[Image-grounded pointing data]
________________________

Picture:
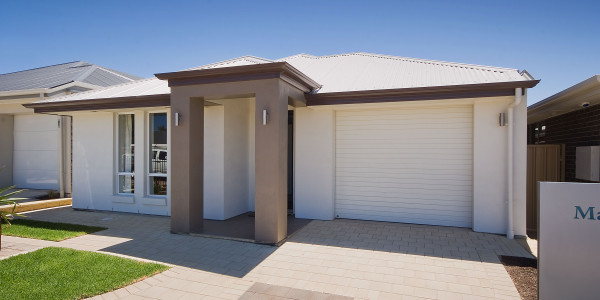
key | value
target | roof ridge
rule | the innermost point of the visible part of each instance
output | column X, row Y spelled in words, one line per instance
column 103, row 88
column 246, row 57
column 297, row 55
column 75, row 61
column 113, row 72
column 418, row 60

________________________

» **Task instructions**
Could you print, word for word, the line containing "key | value" and every line after it through the end of the records, and nothing else?

» **Reply**
key | value
target | roof ridge
rule | the innermost point of the visible part of each instance
output | column X, row Y spelled in words, one line per instance
column 103, row 88
column 246, row 57
column 297, row 55
column 75, row 61
column 113, row 72
column 418, row 60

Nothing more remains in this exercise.